Exercício proposto: Como fica o texto sobre os cachorros entre "Vivo em uma" e "cara de hãhã.", inclusive, se você trocar "cachorros" por "cães"?

Texto:
####################

(*) Marli Gonçalves –
Estaríamos perdidos? Me ocorreu outro dia pensar como seria. Se os cachorros falassem, de verdade, será que continuaríamos conversando com eles? Contando segredos? O que será que eles contariam da gente para os “outros”, os cachorros? O que nos diriam?
Vivo em uma região de São Paulo onde, como diz o meu pai, tem mais cachorros do que gente. Não tem hora. Pode ser de madrugada que você encontra prestativos humanos nas ruas com eles, passeando, farejando, vendo onde depositarão suas necessidades, agora recolhidas em saquinhos que depois viram embrulhinhos pelos cantos. Eles têm todas as cores e tamanhos; são das mais variadas raças, incluindo as raras, super raras e raríssimas, daquelas que não adianta nem perguntar o nome para o dono – você não conhece mesmo. Invariavelmente esses donos empinam o nariz e respondem algo em uma lingua muito mais do que estrangeira, enrolam o “accent”e você vai continuar na mesma. Com cara de hãhã.

####################

Dados exibidos:
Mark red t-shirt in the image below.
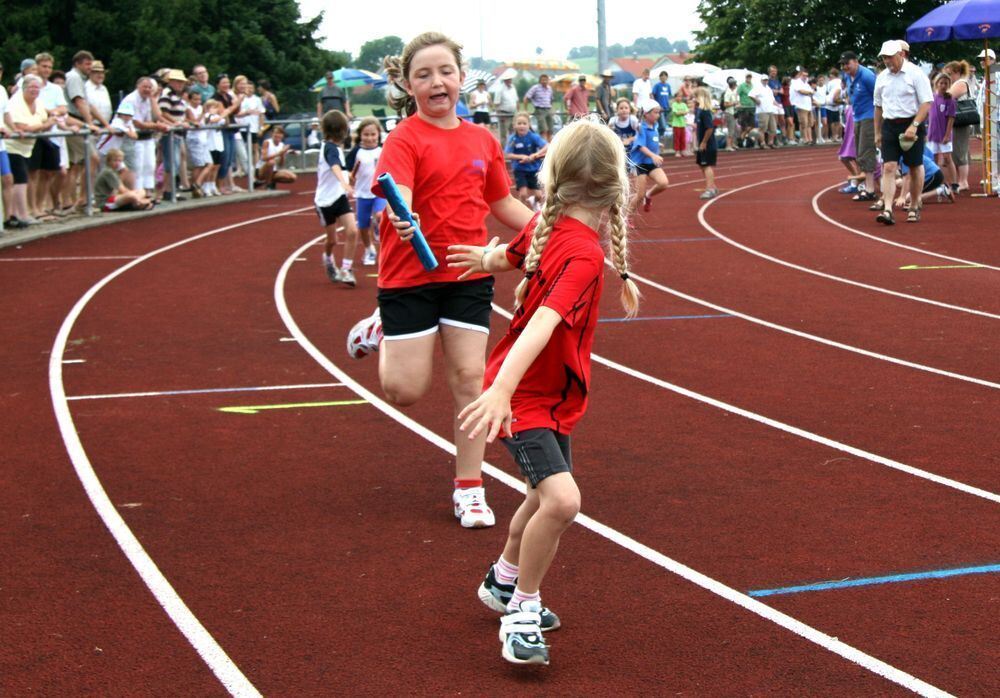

####################

Resposta:
Vivo em uma região de São Paulo onde, como diz o meu pai, tem mais cães do que gente. Não tem hora. Pode ser de madrugada que você encontra prestativos humanos nas ruas com eles, passeando, farejando, vendo onde depositarão suas necessidades, agora recolhidas em saquinhos que depois viram embrulhinhos pelos cantos. Eles têm todas as cores e tamanhos; são das mais variadas raças, incluindo as raras, super raras e raríssimas, daquelas que não adianta nem perguntar o nome para o dono – você não conhece mesmo. Invariavelmente esses donos empinam o nariz e respondem algo em uma lingua muito mais do que estrangeira, enrolam o “accent”e você vai continuar na mesma. Com cara de hãhã.